Task 1:
Does each statement below agree with the passage on urinary bisphenol A measurement? (a) The urine samples were stored at −70°C until analysis. (b) One hundred samples were collected in each group. (c) The fluorescence detector used an excitation wavelength of 300 nm. For each, answer yes or no and quote the words from the passage that decide it.
Task 2:
Proceed with the passage on urinary bisphenol A measurement, starting after its last sentence.

Passage provided:
The participants were asked to collect a first morning urine sample before surgery and any medical intervention. The samples were transferred into a special tube (without BPA compound) within 1 h and stored at −70°C until analysis.
For sample size calculation, we used the Upson et al.'s study  that was about the evaluation of BPA and risk of endometriosis. The proportion of controls above the median value was about 50% and we estimated in cases will be about 75%. Therefore, we calculated that fifty samples would be required in each group with a power of 80% and α = 0.05 using the Epi Info website (www.cdc.gov/epiinfo). We collected fifty samples in each group from volunteers living in Tehran (capital city of Iran) from June 2013 to September 2014.
Urinary bisphenol A analysis
The samples were analyzed at Pharmaceutical Science Research Center of Tehran University of Medical Sciences. Total BPA (conjugated and free) in urine was measured using high-performance liquid chromatography (HPLC) based on the modified methods of Yang et al. and He et al. In brief, the reaction mixtures of phosphorous acid buffer, β-glucuronidase (Sigma), and sample aliquots in glass tubes were incubated for hydrolyzation at 37°C and then were extracted twice with ether (HPLC grade, Merck). The supernatants were collected and evaporated with stream of nitrogen gas. The residue was dissolved in 60% acetonitrile (HPLC grade, Merck) and analyzed by HPLC on the following parameters: a KNAUER liquid chromatograph (KNAUER, Germany) with RF-20A prominence fluorescence detector with excitation wavelength 275 nm and emission wavelength 300 nm and a ChromGate software version 3.3 (KNAUER, Germany) used for data processing. Column, Chromolith ® Performance RP-18e, 5 µM, liquid chromatography column 100 × 4.6 mm; 20 µl injection loop, mobile phase A and B, acetonitrile/water (40:60, v/v), equivalent grade; and flow: 1.0 mL/min. HPLC water was from Millipore Super-Q Plus Water Purification System (Bedford, MA, USA). The limit of detection (LOD) was calculated with the method recommended by the Environmental Protection Agency (2004). The LODs of BPA in urine were 0.33 µg/L.

Saved data entries:

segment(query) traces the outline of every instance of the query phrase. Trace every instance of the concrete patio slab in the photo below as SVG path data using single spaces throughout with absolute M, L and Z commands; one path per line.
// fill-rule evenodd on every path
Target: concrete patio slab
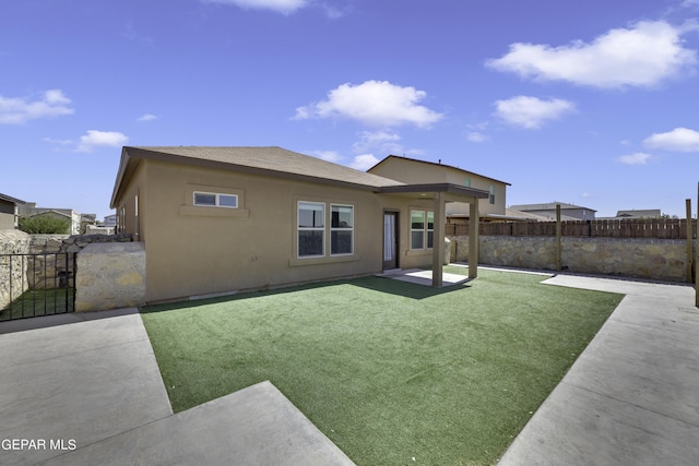
M 499 465 L 696 465 L 699 310 L 694 289 L 558 275 L 627 296 Z
M 37 464 L 63 453 L 59 444 L 81 447 L 171 415 L 138 311 L 94 316 L 46 327 L 36 318 L 22 325 L 39 328 L 0 337 L 0 464 Z M 37 447 L 15 450 L 7 443 L 15 439 Z
M 76 464 L 354 465 L 270 382 L 46 463 Z
M 376 276 L 414 283 L 416 285 L 433 286 L 433 272 L 422 268 L 396 268 L 392 271 L 384 271 L 383 273 L 376 274 Z M 469 282 L 469 277 L 466 276 L 442 273 L 442 287 L 460 285 L 466 282 Z
M 137 309 L 0 328 L 1 465 L 353 464 L 270 382 L 174 415 Z

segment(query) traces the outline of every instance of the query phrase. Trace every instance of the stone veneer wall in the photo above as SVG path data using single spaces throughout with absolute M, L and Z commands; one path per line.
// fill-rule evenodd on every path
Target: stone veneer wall
M 130 235 L 27 235 L 16 229 L 0 230 L 0 254 L 54 254 L 80 252 L 92 243 L 130 242 Z M 10 263 L 12 266 L 10 266 Z M 12 272 L 10 272 L 12 271 Z M 12 277 L 10 277 L 12 273 Z M 73 278 L 73 263 L 62 255 L 1 256 L 0 255 L 0 309 L 19 298 L 27 289 L 64 286 Z M 12 296 L 10 296 L 12 278 Z
M 469 261 L 469 237 L 451 238 L 451 259 Z M 565 271 L 686 282 L 686 240 L 561 238 Z M 556 270 L 556 238 L 482 236 L 483 265 Z
M 78 254 L 75 311 L 104 311 L 145 303 L 145 246 L 94 243 Z

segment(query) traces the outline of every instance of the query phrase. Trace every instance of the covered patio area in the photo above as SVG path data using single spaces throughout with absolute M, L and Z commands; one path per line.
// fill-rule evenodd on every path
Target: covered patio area
M 412 198 L 416 200 L 433 200 L 435 212 L 434 244 L 431 271 L 410 272 L 403 274 L 404 279 L 423 280 L 426 274 L 431 276 L 431 286 L 441 288 L 451 285 L 451 280 L 459 277 L 445 278 L 441 265 L 445 263 L 445 225 L 447 223 L 446 205 L 448 202 L 464 202 L 469 204 L 469 279 L 478 276 L 478 200 L 487 199 L 489 193 L 479 189 L 462 187 L 452 183 L 428 183 L 428 184 L 400 184 L 382 187 L 380 193 Z M 408 278 L 410 277 L 410 278 Z

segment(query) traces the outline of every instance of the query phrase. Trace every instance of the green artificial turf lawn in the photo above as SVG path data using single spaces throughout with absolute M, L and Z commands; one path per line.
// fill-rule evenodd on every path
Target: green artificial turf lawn
M 621 299 L 544 278 L 364 277 L 142 312 L 176 411 L 270 380 L 358 465 L 487 465 Z

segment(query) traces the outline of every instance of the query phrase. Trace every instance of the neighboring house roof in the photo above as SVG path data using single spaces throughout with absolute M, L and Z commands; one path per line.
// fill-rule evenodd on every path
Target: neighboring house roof
M 21 201 L 21 200 L 16 199 L 16 198 L 12 198 L 10 195 L 2 194 L 2 193 L 0 193 L 0 200 L 7 201 L 7 202 L 13 202 L 15 204 L 26 204 L 26 202 L 24 202 L 24 201 Z
M 660 208 L 617 211 L 617 218 L 656 218 L 661 216 Z
M 465 175 L 477 176 L 477 177 L 485 178 L 485 179 L 488 179 L 488 180 L 491 180 L 491 181 L 496 181 L 496 182 L 498 182 L 498 183 L 502 183 L 502 184 L 507 184 L 507 186 L 512 186 L 512 184 L 508 183 L 507 181 L 496 180 L 495 178 L 486 177 L 486 176 L 484 176 L 484 175 L 479 175 L 479 174 L 476 174 L 476 172 L 474 172 L 474 171 L 469 171 L 469 170 L 464 170 L 463 168 L 454 167 L 454 166 L 452 166 L 452 165 L 446 165 L 446 164 L 442 164 L 442 163 L 441 163 L 441 160 L 440 160 L 439 163 L 435 163 L 435 162 L 420 160 L 420 159 L 418 159 L 418 158 L 411 158 L 411 157 L 404 157 L 404 156 L 402 157 L 402 156 L 398 156 L 398 155 L 389 155 L 389 156 L 388 156 L 388 157 L 386 157 L 383 160 L 379 162 L 379 163 L 378 163 L 378 164 L 376 164 L 374 167 L 369 168 L 367 171 L 371 171 L 372 169 L 375 169 L 375 168 L 376 168 L 376 167 L 378 167 L 379 165 L 381 165 L 381 164 L 386 163 L 387 160 L 390 160 L 391 158 L 400 158 L 400 159 L 402 159 L 402 160 L 417 162 L 417 163 L 420 163 L 420 164 L 427 164 L 427 165 L 435 165 L 435 166 L 438 166 L 438 167 L 452 168 L 452 169 L 454 169 L 454 170 L 462 171 L 462 172 L 463 172 L 463 174 L 465 174 Z
M 127 174 L 130 162 L 140 158 L 174 162 L 281 178 L 292 178 L 323 184 L 350 186 L 355 189 L 366 189 L 375 192 L 405 193 L 433 190 L 442 192 L 458 191 L 457 194 L 475 195 L 477 198 L 487 196 L 485 191 L 454 187 L 449 183 L 405 184 L 389 178 L 355 170 L 354 168 L 333 164 L 331 162 L 276 146 L 125 146 L 121 151 L 121 162 L 119 164 L 119 171 L 117 174 L 117 180 L 111 195 L 111 208 L 115 208 L 119 189 L 121 188 L 121 182 Z
M 565 202 L 548 202 L 546 204 L 519 204 L 519 205 L 510 205 L 510 208 L 514 211 L 528 212 L 528 211 L 555 211 L 556 204 L 560 204 L 561 210 L 571 210 L 571 208 L 584 208 L 587 211 L 597 212 L 594 208 L 583 207 L 574 204 L 567 204 Z
M 47 208 L 47 210 L 43 210 L 42 212 L 37 212 L 35 214 L 29 215 L 29 217 L 38 217 L 39 215 L 60 215 L 61 217 L 66 217 L 69 219 L 72 219 L 72 216 L 69 214 L 66 214 L 63 212 L 59 212 L 59 211 L 54 211 L 51 208 Z

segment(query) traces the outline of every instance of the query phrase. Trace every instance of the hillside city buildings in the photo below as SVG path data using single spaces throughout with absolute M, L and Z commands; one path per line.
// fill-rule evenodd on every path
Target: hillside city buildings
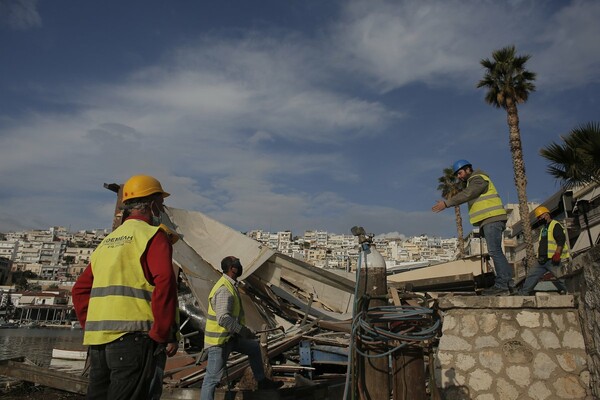
M 8 272 L 30 271 L 42 280 L 72 281 L 90 261 L 108 229 L 68 232 L 64 227 L 0 234 L 0 285 Z M 326 231 L 253 230 L 247 236 L 291 257 L 320 268 L 353 270 L 358 259 L 358 239 Z M 456 258 L 456 238 L 375 237 L 378 250 L 390 266 L 410 262 L 438 263 Z
M 529 203 L 529 211 L 539 203 Z M 571 255 L 587 250 L 600 240 L 600 185 L 591 184 L 576 189 L 560 189 L 542 205 L 549 208 L 554 219 L 567 229 Z M 518 204 L 506 204 L 507 228 L 503 247 L 515 270 L 525 259 L 522 219 Z M 466 210 L 464 210 L 466 211 Z M 465 214 L 463 217 L 468 220 Z M 530 213 L 534 240 L 541 224 Z M 477 228 L 468 222 L 465 229 L 464 255 L 487 254 L 485 240 L 480 240 Z M 30 271 L 39 279 L 74 281 L 90 261 L 95 247 L 110 232 L 109 229 L 84 230 L 75 233 L 64 227 L 47 230 L 0 233 L 0 285 L 7 283 L 9 272 Z M 265 232 L 252 230 L 247 236 L 293 258 L 319 268 L 353 271 L 358 261 L 358 239 L 350 234 L 310 230 L 302 236 L 291 231 Z M 374 243 L 386 260 L 388 269 L 397 270 L 417 265 L 431 265 L 457 258 L 456 238 L 375 236 Z

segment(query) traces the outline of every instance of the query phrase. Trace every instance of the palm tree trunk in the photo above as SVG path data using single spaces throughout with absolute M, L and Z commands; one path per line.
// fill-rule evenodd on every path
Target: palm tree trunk
M 457 259 L 461 259 L 465 256 L 465 238 L 462 229 L 462 215 L 460 215 L 460 206 L 454 207 L 454 215 L 456 216 L 456 232 L 458 233 L 458 243 L 456 245 L 458 250 Z
M 523 225 L 523 238 L 525 241 L 526 266 L 535 264 L 535 253 L 533 251 L 533 235 L 529 222 L 529 206 L 527 204 L 527 176 L 525 175 L 525 161 L 523 159 L 523 148 L 521 146 L 521 131 L 519 130 L 519 112 L 517 105 L 512 99 L 506 101 L 506 112 L 508 114 L 509 143 L 515 173 L 515 186 L 519 198 L 519 214 Z

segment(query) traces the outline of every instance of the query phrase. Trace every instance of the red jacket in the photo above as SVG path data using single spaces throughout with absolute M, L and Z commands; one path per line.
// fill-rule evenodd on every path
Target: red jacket
M 137 219 L 149 222 L 144 218 Z M 159 230 L 148 243 L 148 248 L 140 260 L 146 280 L 154 286 L 151 301 L 154 324 L 148 335 L 158 343 L 176 341 L 174 327 L 176 326 L 175 313 L 178 310 L 177 278 L 173 272 L 172 257 L 173 246 L 167 234 Z M 72 290 L 73 306 L 83 329 L 85 329 L 93 283 L 94 275 L 90 263 L 81 273 Z

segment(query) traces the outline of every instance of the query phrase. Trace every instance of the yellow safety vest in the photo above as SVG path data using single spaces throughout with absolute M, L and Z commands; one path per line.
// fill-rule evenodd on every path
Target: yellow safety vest
M 242 299 L 240 299 L 238 291 L 235 287 L 233 287 L 233 284 L 225 275 L 223 275 L 221 279 L 217 281 L 215 286 L 213 286 L 210 294 L 208 295 L 208 315 L 206 317 L 206 328 L 204 329 L 205 347 L 220 346 L 227 342 L 232 336 L 231 332 L 219 325 L 219 321 L 217 321 L 217 313 L 212 307 L 212 298 L 221 286 L 225 286 L 233 296 L 233 311 L 231 316 L 237 319 L 240 324 L 245 324 Z
M 110 343 L 127 332 L 148 332 L 154 322 L 152 286 L 140 259 L 159 228 L 129 219 L 92 253 L 94 283 L 83 344 Z
M 556 253 L 556 249 L 558 247 L 558 245 L 556 244 L 556 239 L 554 239 L 554 227 L 558 224 L 558 226 L 560 226 L 562 228 L 562 230 L 564 231 L 565 228 L 563 228 L 563 226 L 561 225 L 560 222 L 552 220 L 550 221 L 550 225 L 548 225 L 548 258 L 552 258 L 552 256 L 554 255 L 554 253 Z M 566 235 L 566 232 L 565 232 Z M 540 240 L 542 239 L 542 230 L 540 230 Z M 569 254 L 569 246 L 567 246 L 567 242 L 565 241 L 565 244 L 563 245 L 562 248 L 562 253 L 560 253 L 560 258 L 561 259 L 565 259 L 565 258 L 569 258 L 570 254 Z
M 487 175 L 472 175 L 467 181 L 467 186 L 469 186 L 471 179 L 476 176 L 480 176 L 487 181 L 488 190 L 485 193 L 482 193 L 478 198 L 469 201 L 469 221 L 471 224 L 478 225 L 484 219 L 498 215 L 506 215 L 506 210 L 502 205 L 502 200 L 498 195 L 498 191 Z

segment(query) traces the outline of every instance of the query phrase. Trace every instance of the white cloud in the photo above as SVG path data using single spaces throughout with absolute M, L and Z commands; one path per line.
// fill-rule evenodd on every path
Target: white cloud
M 37 0 L 0 0 L 0 26 L 27 30 L 42 26 Z

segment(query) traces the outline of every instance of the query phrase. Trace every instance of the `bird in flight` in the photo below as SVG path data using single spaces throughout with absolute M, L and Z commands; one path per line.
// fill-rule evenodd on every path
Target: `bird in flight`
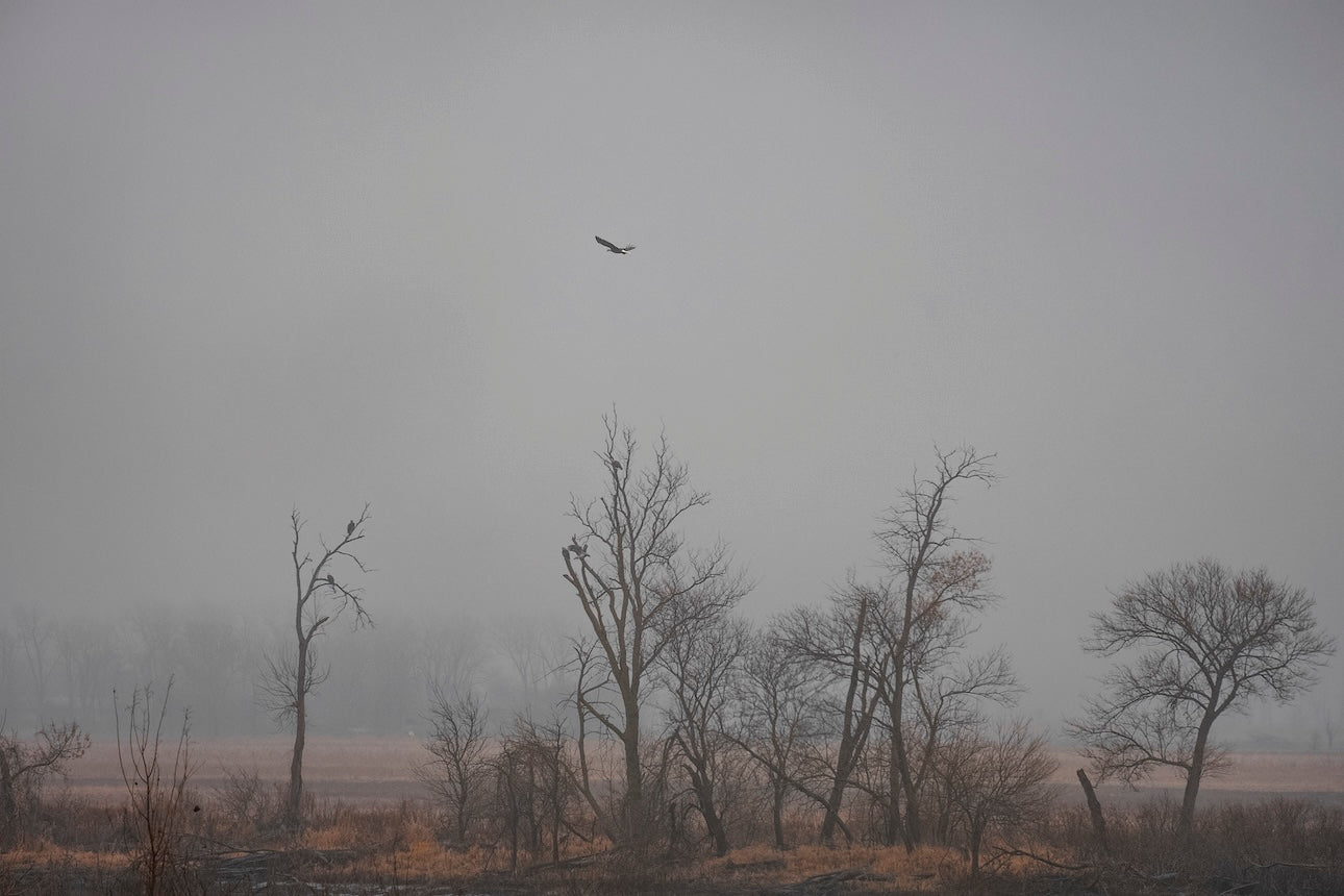
M 606 251 L 616 253 L 617 255 L 624 255 L 625 253 L 628 253 L 632 249 L 634 249 L 634 246 L 621 247 L 621 246 L 617 246 L 616 243 L 609 243 L 607 240 L 602 239 L 601 236 L 594 236 L 593 239 L 595 239 L 602 246 L 606 246 Z

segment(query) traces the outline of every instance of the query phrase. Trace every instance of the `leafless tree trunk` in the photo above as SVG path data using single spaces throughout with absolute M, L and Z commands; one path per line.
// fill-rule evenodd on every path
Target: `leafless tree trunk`
M 73 721 L 46 725 L 31 746 L 4 733 L 4 724 L 0 716 L 0 846 L 13 842 L 20 809 L 36 807 L 47 776 L 66 774 L 69 763 L 89 748 L 89 735 Z
M 961 815 L 970 852 L 970 873 L 980 873 L 980 852 L 992 826 L 1020 826 L 1051 805 L 1046 786 L 1058 763 L 1050 744 L 1025 721 L 1000 725 L 992 737 L 962 731 L 939 751 L 938 772 Z
M 1208 559 L 1126 584 L 1109 613 L 1093 615 L 1083 649 L 1141 653 L 1113 669 L 1105 693 L 1067 725 L 1099 779 L 1180 770 L 1177 833 L 1188 834 L 1200 782 L 1228 764 L 1210 742 L 1214 723 L 1255 697 L 1290 700 L 1316 682 L 1335 652 L 1314 607 L 1305 591 L 1265 570 L 1232 575 Z
M 770 827 L 775 849 L 786 849 L 784 809 L 790 790 L 808 794 L 801 755 L 818 732 L 818 695 L 824 682 L 777 631 L 753 637 L 738 680 L 727 736 L 765 771 L 770 789 Z
M 903 490 L 883 517 L 876 537 L 883 559 L 894 579 L 894 590 L 903 606 L 896 614 L 898 625 L 892 637 L 891 672 L 883 677 L 887 685 L 886 703 L 891 717 L 891 762 L 894 778 L 899 779 L 905 794 L 905 840 L 907 849 L 923 840 L 919 811 L 919 787 L 900 720 L 906 713 L 906 682 L 914 638 L 930 617 L 949 613 L 954 607 L 974 610 L 991 598 L 978 588 L 965 587 L 964 563 L 958 563 L 957 545 L 969 541 L 948 520 L 948 505 L 953 489 L 960 482 L 992 484 L 996 478 L 992 454 L 980 454 L 964 446 L 952 451 L 935 450 L 933 476 L 918 478 Z M 964 555 L 962 555 L 964 556 Z M 974 570 L 972 567 L 972 575 Z M 892 794 L 895 798 L 895 794 Z M 892 813 L 894 815 L 895 813 Z
M 359 519 L 351 520 L 345 535 L 335 544 L 317 536 L 320 553 L 302 551 L 300 535 L 304 519 L 294 509 L 289 514 L 293 533 L 290 557 L 294 567 L 294 653 L 288 650 L 278 658 L 267 657 L 267 669 L 259 682 L 262 703 L 277 721 L 294 723 L 294 748 L 289 762 L 289 791 L 285 797 L 285 826 L 297 830 L 301 825 L 301 805 L 304 795 L 304 747 L 308 735 L 308 696 L 323 681 L 327 672 L 317 669 L 317 647 L 313 639 L 327 625 L 349 609 L 355 614 L 355 627 L 374 623 L 364 611 L 364 590 L 352 587 L 336 578 L 336 567 L 344 566 L 359 572 L 368 572 L 355 553 L 358 541 L 364 539 L 364 525 L 368 523 L 368 505 Z
M 676 527 L 707 505 L 710 496 L 691 488 L 687 467 L 676 461 L 667 438 L 655 446 L 653 465 L 636 472 L 634 433 L 622 429 L 614 414 L 603 423 L 606 439 L 598 458 L 609 480 L 606 493 L 587 502 L 570 500 L 570 516 L 582 536 L 560 553 L 564 580 L 593 633 L 591 657 L 603 673 L 578 686 L 579 712 L 621 742 L 625 794 L 618 840 L 633 845 L 646 829 L 649 809 L 640 764 L 640 713 L 648 674 L 668 642 L 667 621 L 688 602 L 706 615 L 722 613 L 747 586 L 731 571 L 723 544 L 703 552 L 684 548 Z
M 663 653 L 671 693 L 668 728 L 716 856 L 728 852 L 719 776 L 728 742 L 720 732 L 747 635 L 741 619 L 711 617 L 700 625 L 673 625 Z
M 845 791 L 868 743 L 880 697 L 870 643 L 876 600 L 878 595 L 870 588 L 851 583 L 844 591 L 832 595 L 829 613 L 800 607 L 780 619 L 781 638 L 793 654 L 843 686 L 839 695 L 824 701 L 829 704 L 823 713 L 829 721 L 827 735 L 835 743 L 833 758 L 825 763 L 829 774 L 824 791 L 817 794 L 810 787 L 800 787 L 802 793 L 812 794 L 825 811 L 821 819 L 821 842 L 828 846 L 835 844 L 837 829 L 847 840 L 853 840 L 840 813 Z M 878 665 L 880 662 L 876 661 Z
M 435 688 L 429 721 L 433 731 L 425 748 L 433 760 L 418 770 L 418 775 L 448 806 L 456 842 L 465 848 L 489 771 L 485 755 L 487 712 L 470 692 L 449 696 Z
M 130 797 L 134 825 L 134 866 L 146 896 L 177 893 L 185 889 L 183 879 L 187 785 L 195 767 L 191 764 L 190 715 L 183 713 L 181 733 L 169 767 L 161 755 L 164 721 L 172 680 L 164 688 L 159 712 L 153 708 L 149 686 L 137 689 L 126 707 L 126 740 L 121 740 L 121 711 L 117 719 L 117 764 Z

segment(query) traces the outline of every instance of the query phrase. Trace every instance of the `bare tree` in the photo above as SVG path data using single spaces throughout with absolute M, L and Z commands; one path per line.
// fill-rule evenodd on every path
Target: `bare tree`
M 888 844 L 899 836 L 913 849 L 926 838 L 925 785 L 942 743 L 978 725 L 985 701 L 1012 705 L 1020 692 L 1001 649 L 965 656 L 968 638 L 977 630 L 970 614 L 995 599 L 984 588 L 989 566 L 978 551 L 953 552 L 921 583 L 913 615 L 906 615 L 910 604 L 899 598 L 884 602 L 875 615 L 879 643 L 891 647 L 880 688 L 886 717 L 879 716 L 890 742 L 883 794 Z
M 784 809 L 790 791 L 808 790 L 801 758 L 820 731 L 817 715 L 824 686 L 810 665 L 797 661 L 778 631 L 763 631 L 749 642 L 724 733 L 765 772 L 775 849 L 789 845 Z M 812 798 L 825 802 L 821 797 Z
M 646 829 L 641 711 L 648 676 L 671 637 L 673 610 L 694 604 L 706 617 L 719 614 L 746 594 L 747 584 L 731 570 L 724 544 L 685 548 L 677 527 L 685 514 L 706 506 L 710 496 L 691 486 L 667 437 L 653 446 L 652 466 L 636 472 L 633 430 L 621 427 L 616 414 L 605 416 L 603 424 L 606 438 L 597 455 L 609 480 L 606 492 L 591 501 L 570 498 L 570 516 L 582 536 L 560 553 L 563 578 L 593 633 L 597 666 L 589 670 L 601 669 L 599 676 L 581 677 L 577 703 L 583 716 L 621 742 L 625 793 L 617 832 L 621 841 L 633 844 Z M 695 622 L 685 615 L 677 619 Z
M 461 848 L 468 845 L 489 774 L 487 717 L 485 707 L 474 693 L 448 695 L 434 688 L 429 716 L 433 731 L 425 744 L 433 759 L 417 774 L 448 807 L 454 841 Z
M 872 615 L 880 600 L 880 594 L 851 580 L 844 590 L 831 595 L 828 611 L 797 607 L 777 621 L 780 638 L 789 652 L 805 662 L 812 674 L 832 685 L 818 699 L 823 736 L 806 744 L 810 764 L 824 771 L 806 775 L 816 785 L 805 782 L 804 775 L 792 779 L 800 793 L 821 805 L 821 842 L 828 846 L 835 842 L 836 830 L 853 840 L 840 810 L 872 732 L 882 696 L 880 666 L 890 656 L 886 647 L 880 657 L 872 653 Z
M 47 724 L 32 744 L 4 733 L 4 723 L 0 717 L 0 846 L 13 842 L 23 815 L 38 807 L 43 782 L 65 775 L 89 748 L 89 735 L 73 721 Z
M 710 617 L 699 625 L 673 625 L 663 653 L 671 695 L 669 737 L 716 856 L 728 852 L 722 772 L 728 763 L 730 742 L 720 732 L 726 728 L 724 711 L 749 633 L 746 622 L 738 618 Z
M 1292 700 L 1333 653 L 1314 607 L 1265 570 L 1232 575 L 1210 559 L 1126 584 L 1109 613 L 1093 614 L 1083 649 L 1141 653 L 1102 680 L 1068 731 L 1102 780 L 1129 783 L 1157 767 L 1184 774 L 1177 825 L 1188 834 L 1200 780 L 1228 764 L 1210 742 L 1214 723 L 1258 697 Z
M 999 727 L 996 736 L 962 729 L 938 754 L 938 775 L 961 817 L 970 873 L 980 873 L 980 852 L 992 827 L 1013 829 L 1040 818 L 1054 801 L 1048 780 L 1058 762 L 1043 735 L 1025 721 Z
M 188 814 L 187 786 L 195 772 L 191 763 L 191 717 L 183 712 L 181 732 L 169 766 L 161 748 L 171 693 L 169 678 L 157 712 L 149 685 L 132 693 L 126 707 L 125 744 L 121 740 L 117 692 L 113 690 L 112 696 L 117 720 L 117 764 L 130 797 L 136 838 L 132 854 L 146 896 L 179 893 L 188 888 L 183 834 Z
M 304 519 L 298 509 L 290 512 L 293 533 L 290 557 L 294 567 L 294 650 L 285 650 L 277 660 L 266 658 L 266 670 L 259 681 L 262 704 L 277 721 L 293 721 L 294 750 L 289 762 L 289 791 L 285 795 L 285 825 L 297 830 L 301 822 L 300 806 L 304 791 L 304 744 L 308 733 L 308 696 L 327 680 L 329 670 L 317 668 L 317 649 L 313 639 L 327 625 L 345 610 L 355 614 L 355 627 L 374 625 L 364 611 L 364 590 L 336 578 L 337 566 L 368 572 L 355 553 L 358 541 L 364 539 L 368 505 L 359 519 L 345 525 L 345 535 L 328 545 L 319 535 L 320 552 L 314 557 L 300 547 Z M 343 563 L 344 562 L 344 563 Z
M 948 505 L 958 484 L 996 481 L 993 454 L 962 446 L 950 451 L 935 449 L 937 462 L 927 478 L 915 474 L 909 489 L 883 516 L 876 532 L 883 560 L 892 578 L 896 599 L 895 623 L 887 631 L 891 669 L 886 704 L 891 721 L 891 764 L 905 794 L 905 838 L 913 848 L 923 838 L 919 813 L 919 783 L 911 746 L 906 743 L 900 720 L 906 715 L 906 684 L 911 680 L 914 647 L 922 626 L 956 611 L 976 611 L 993 599 L 980 586 L 988 568 L 966 560 L 960 547 L 970 541 L 948 520 Z M 895 793 L 892 782 L 892 794 Z M 895 798 L 895 797 L 892 797 Z

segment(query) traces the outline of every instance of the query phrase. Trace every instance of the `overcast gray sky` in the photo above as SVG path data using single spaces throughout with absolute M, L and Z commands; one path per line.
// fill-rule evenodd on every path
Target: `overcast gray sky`
M 616 406 L 757 618 L 996 451 L 1038 715 L 1176 560 L 1339 634 L 1341 146 L 1339 3 L 0 3 L 0 603 L 282 619 L 370 501 L 375 618 L 577 622 Z

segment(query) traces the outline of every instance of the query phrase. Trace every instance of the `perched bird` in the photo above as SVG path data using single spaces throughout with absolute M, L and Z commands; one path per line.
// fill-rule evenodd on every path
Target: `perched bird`
M 617 246 L 616 243 L 609 243 L 607 240 L 602 239 L 601 236 L 594 236 L 593 239 L 595 239 L 602 246 L 606 246 L 606 251 L 616 253 L 617 255 L 624 255 L 625 253 L 628 253 L 628 251 L 630 251 L 630 250 L 634 249 L 634 246 L 626 246 L 626 247 L 622 249 L 621 246 Z

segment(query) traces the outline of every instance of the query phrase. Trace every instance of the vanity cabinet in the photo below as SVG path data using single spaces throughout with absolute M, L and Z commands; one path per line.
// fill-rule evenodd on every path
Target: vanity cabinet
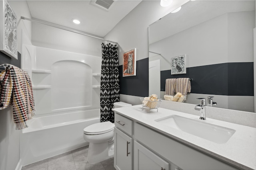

Exercise result 1:
(a) Yes: "stored at −70°C until analysis"
(b) No: "We collected fifty samples in each group"
(c) No: "excitation wavelength 275 nm and emission wavelength 300 nm"

Exercise result 2:
Statistical analyses were performed using the SPSS software (SPSS, version 16, SPSS, Inc., IL, USA). To estimate the relationship between urinary BPA concentrations and endometriosis, we estimated the odds ratio (OR) and 95% confidence interval (CI) using logistic regression. We perform analysis with adjustment for age, BMI, parity, and education. These variables were selected prior to inclusion on the basis of evidence of an association from the literature. We substituted the concentration of BPA below the LOD by a value equal to the LOD divided by two. Urinary BPA concentration had no normal distribution and showed a right-skewed distribution. Data are expressed as arithmetic and geometric mean ± standard deviation (mean ± SD) and number (percentile). Statistical significance for differences was tested by Student's t-test or Mann–Whitney U-test depends on normal distribution of continuous data. Categorical data differences were compared by Chi-square test. A P< 0.05 was considered statistically significant.
| Results|| |
The participants were aged 22–45 years (median, 32). Descriptive analysis of the group characteristics in [Table 1] shows that total characteristics of both groups were similar (P > 0.05).
BPA was detected in 86% (43/50) of cases and 82.4% (42/51) of control samples. Based on [Table 2], the mean concentration of BPA was 5.53 ± 3.46 ng/mL and 1.42 ± 1.56 ng/mL in endometrioma and control group, respectively. The differences were statistically significant (P < 0.0001, Mann–Whitney U-test). Geometric mean and geometric SD, median, and interquartile range are manifested in [Table 2].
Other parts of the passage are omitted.